__Work item__.
From the data below, retype exactly the lines starting with the one that contains "INSTRUCTION = locate a point on each instance of the referee" and ending with the one that contains "TARGET = jersey number 10", both included.

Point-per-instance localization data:

--- --- ---

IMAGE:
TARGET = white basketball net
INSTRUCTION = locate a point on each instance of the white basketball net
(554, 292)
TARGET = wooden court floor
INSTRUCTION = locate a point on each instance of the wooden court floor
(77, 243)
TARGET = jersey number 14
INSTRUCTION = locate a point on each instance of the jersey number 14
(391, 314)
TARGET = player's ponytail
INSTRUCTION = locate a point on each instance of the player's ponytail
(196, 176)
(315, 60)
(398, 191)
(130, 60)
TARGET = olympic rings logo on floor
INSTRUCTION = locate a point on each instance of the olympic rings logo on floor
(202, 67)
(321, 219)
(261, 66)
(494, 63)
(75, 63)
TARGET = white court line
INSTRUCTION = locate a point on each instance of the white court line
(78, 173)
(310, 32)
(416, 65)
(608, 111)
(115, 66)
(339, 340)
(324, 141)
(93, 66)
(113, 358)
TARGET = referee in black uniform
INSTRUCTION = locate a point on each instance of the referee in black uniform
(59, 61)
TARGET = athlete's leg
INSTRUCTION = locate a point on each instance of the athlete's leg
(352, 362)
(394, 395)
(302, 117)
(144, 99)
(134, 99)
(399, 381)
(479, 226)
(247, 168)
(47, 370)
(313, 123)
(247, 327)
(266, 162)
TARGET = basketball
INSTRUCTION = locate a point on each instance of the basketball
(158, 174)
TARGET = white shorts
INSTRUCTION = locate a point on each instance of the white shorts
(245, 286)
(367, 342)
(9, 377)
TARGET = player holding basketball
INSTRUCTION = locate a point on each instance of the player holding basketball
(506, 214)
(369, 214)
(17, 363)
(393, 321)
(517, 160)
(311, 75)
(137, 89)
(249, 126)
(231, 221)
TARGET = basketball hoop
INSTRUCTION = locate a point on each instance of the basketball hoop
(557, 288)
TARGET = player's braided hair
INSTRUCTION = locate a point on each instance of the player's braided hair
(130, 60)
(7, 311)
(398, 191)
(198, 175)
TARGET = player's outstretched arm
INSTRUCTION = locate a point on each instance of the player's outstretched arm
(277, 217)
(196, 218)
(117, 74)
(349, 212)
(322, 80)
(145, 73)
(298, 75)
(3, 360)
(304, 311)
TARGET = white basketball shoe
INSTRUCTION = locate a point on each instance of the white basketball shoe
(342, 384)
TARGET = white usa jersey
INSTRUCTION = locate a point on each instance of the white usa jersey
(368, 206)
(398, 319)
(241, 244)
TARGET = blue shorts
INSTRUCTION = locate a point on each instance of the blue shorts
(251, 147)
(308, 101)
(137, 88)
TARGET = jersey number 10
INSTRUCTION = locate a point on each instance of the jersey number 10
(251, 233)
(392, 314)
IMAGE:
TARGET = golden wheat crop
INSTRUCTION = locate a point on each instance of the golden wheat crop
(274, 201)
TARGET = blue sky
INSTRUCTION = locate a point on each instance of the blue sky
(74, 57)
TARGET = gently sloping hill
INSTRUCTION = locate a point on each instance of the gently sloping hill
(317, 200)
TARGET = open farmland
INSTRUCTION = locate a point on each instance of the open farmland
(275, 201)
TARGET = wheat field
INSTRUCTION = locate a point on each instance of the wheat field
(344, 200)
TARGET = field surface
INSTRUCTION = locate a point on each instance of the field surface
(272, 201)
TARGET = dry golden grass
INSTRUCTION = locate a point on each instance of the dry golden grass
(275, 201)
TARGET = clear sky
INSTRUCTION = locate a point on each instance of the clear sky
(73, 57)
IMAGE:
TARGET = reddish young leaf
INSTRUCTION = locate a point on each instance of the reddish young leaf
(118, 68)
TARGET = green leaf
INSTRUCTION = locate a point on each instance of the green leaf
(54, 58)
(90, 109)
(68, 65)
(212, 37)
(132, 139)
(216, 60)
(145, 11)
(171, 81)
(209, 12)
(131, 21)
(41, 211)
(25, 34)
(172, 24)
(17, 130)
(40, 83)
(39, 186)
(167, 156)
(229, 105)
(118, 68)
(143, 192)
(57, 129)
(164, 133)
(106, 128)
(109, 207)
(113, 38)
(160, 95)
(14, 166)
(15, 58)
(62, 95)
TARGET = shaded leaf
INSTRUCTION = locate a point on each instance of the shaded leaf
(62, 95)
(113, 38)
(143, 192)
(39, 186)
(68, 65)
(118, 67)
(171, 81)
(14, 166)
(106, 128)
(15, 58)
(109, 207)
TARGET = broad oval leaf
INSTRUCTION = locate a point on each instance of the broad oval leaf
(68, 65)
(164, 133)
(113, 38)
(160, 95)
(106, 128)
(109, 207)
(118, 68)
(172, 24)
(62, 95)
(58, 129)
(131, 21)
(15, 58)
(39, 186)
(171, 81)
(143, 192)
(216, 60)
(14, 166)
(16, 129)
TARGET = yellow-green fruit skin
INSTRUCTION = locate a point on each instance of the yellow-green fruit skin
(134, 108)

--- --- ---

__Written solution__.
INSTRUCTION = locate a point on each instance of the referee in black uniform
(59, 61)
TARGET = athlete's leg
INSTRUCTION = locate a point on each instance of the athlete's leg
(352, 362)
(394, 395)
(302, 117)
(144, 99)
(134, 99)
(399, 381)
(479, 226)
(247, 168)
(47, 370)
(313, 123)
(247, 327)
(266, 162)
TARGET = basketball
INSTRUCTION = locate a point on each instance of the basketball
(158, 174)
TARGET = white shorts
INSTRUCTION = locate a point on each instance of the white shorts
(245, 286)
(367, 342)
(9, 377)
TARGET = player holding basketball
INSTRUCTION = locate a point on each instance of the player holding basketball
(506, 214)
(369, 214)
(17, 363)
(393, 321)
(517, 160)
(311, 75)
(137, 89)
(249, 126)
(231, 221)
TARGET = basketball hoop
INSTRUCTION = locate a point on each instance of the basketball hoop
(557, 288)
TARGET = player's braided hair
INSTRUCTION = locate a point on each instance of the player's braided hair
(130, 60)
(7, 311)
(398, 191)
(198, 175)
TARGET = player's outstretched arm
INSTRUCTION = locate a point on each instance of the player's outstretched arm
(277, 217)
(196, 218)
(117, 74)
(349, 212)
(322, 80)
(145, 73)
(298, 75)
(3, 360)
(304, 311)
TARGET = white basketball shoe
INSTRUCTION = locate a point on each instance of the white basketball shoe
(342, 384)
TARGET = white usa jersey
INSTRUCTION = locate a point on each instance of the white usa jersey
(368, 206)
(398, 319)
(241, 244)
TARGET = blue shorts
INSTRUCTION = locate a point on each instance of the blue shorts
(251, 147)
(308, 101)
(137, 88)
TARGET = jersey number 10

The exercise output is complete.